== Job ==
Convert the records below into a two-column CSV with the header input,output. Give one row per record, with the record's text under input and its answer under output, each in a single quoted field with line breaks replaced by spaces.
----- Data rows -----
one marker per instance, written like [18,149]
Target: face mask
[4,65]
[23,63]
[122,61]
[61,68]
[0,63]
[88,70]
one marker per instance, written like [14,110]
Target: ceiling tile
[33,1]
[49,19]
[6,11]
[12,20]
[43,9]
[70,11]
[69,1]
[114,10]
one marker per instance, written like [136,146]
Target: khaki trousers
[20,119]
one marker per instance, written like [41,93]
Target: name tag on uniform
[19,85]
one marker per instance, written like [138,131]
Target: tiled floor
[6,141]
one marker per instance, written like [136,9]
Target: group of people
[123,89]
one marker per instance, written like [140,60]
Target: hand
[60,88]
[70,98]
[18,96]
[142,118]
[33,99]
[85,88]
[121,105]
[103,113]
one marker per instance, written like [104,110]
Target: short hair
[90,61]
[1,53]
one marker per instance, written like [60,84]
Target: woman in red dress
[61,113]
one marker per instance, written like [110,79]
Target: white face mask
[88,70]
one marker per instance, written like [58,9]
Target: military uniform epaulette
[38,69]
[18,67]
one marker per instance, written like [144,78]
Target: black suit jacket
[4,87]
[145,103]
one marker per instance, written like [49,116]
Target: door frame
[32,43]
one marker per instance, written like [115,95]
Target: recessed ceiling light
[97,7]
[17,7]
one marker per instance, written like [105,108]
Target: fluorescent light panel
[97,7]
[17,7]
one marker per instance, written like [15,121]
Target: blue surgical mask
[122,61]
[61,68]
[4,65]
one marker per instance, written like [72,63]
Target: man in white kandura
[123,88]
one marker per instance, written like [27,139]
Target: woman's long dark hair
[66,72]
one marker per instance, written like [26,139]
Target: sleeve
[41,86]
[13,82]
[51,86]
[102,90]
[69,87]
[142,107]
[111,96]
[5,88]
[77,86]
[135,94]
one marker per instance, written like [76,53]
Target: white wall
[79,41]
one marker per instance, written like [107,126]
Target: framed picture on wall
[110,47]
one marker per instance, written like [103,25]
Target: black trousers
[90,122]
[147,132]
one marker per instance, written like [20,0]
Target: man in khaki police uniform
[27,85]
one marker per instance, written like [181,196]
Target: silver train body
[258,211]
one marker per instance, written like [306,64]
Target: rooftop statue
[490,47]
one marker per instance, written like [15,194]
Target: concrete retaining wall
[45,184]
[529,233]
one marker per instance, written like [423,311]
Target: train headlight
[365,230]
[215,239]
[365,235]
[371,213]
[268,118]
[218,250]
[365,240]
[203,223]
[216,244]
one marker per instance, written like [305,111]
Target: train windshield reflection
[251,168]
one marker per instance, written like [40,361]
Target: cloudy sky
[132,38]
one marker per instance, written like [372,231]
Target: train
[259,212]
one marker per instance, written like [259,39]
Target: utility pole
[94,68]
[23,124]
-----
== Reply ==
input,output
"one marker per instance, written like [18,149] Target: face mask","[4,65] [23,63] [122,61] [61,68] [0,63] [88,70]"
"one marker per instance, written like [14,110] Target: ceiling tile","[33,1] [49,19] [6,11] [12,20] [43,9] [70,11] [69,1] [114,10]"
"one marker per instance, written like [136,146] Target: khaki trousers","[20,119]"
"one marker per instance, written like [41,93] Target: name tag on uniform","[19,85]"
"one marker per instance, written like [138,131] Target: tiled floor","[6,141]"
"one marker per instance, written like [136,9] Target: group of people","[123,89]"
"one marker per instance, written like [140,60] Target: hand","[60,88] [70,98] [18,96] [142,118] [33,99] [85,88] [121,105] [103,113]"
"one marker per instance, written like [104,110] Target: short hair","[90,61] [1,53]"
"one marker per instance, written like [60,84] Target: woman in red dress","[61,113]"
"one marker per instance, written like [110,79] Target: white face mask","[88,70]"
"one marker per instance, written like [58,9] Target: military uniform epaulette","[38,69] [18,67]"
"one marker per instance, written like [144,78] Target: black suit jacket","[4,87] [145,103]"
"one marker per instance, written like [49,116] Target: door frame","[32,43]"
"one marker per instance, written like [115,95] Target: recessed ceiling light","[97,7] [17,7]"
"one marker per instance, written like [105,108] Target: fluorescent light panel","[97,7] [17,7]"
"one marker per instance, written like [15,121] Target: blue surgical mask","[122,61] [61,68] [4,65]"
"one marker per instance, written like [72,63] Target: man in white kandura","[123,88]"
"one marker per instance, written like [27,139] Target: woman's long dark hair","[66,72]"
"one marker per instance, written like [26,139] Target: sleeve","[41,86] [13,82] [51,86] [102,90] [69,87] [142,107] [111,96] [5,88] [77,86] [135,94]"
"one marker per instance, written like [76,53] Target: white wall","[79,41]"
"one marker per instance, written like [107,126] Target: framed picture on wall","[110,47]"
"one marker per instance, written like [103,25] Target: black trousers","[90,122] [147,132]"
"one marker per instance, written like [20,0] Target: man in khaki police uniform","[27,85]"
"one marker per instance, written like [181,196] Target: silver train body","[258,211]"
"one marker per instance, written like [306,64] Target: rooftop statue","[490,47]"
"one marker per instance, written like [15,194] Target: concrete retaining wall","[45,184] [529,233]"
"one marker per instance, written like [423,311] Target: train headlight","[365,230] [215,239] [365,235] [371,213] [268,118] [218,250] [365,240] [203,223] [216,244]"
"one marker per instance, written like [305,111] Target: train windshield reflection","[251,168]"
"one marker per instance, written like [40,361] Target: cloudy sky","[132,38]"
"one marker per instance, written like [372,231] Target: train","[259,212]"
"one marker per instance, written like [259,39] Target: utility pole","[94,68] [23,124]"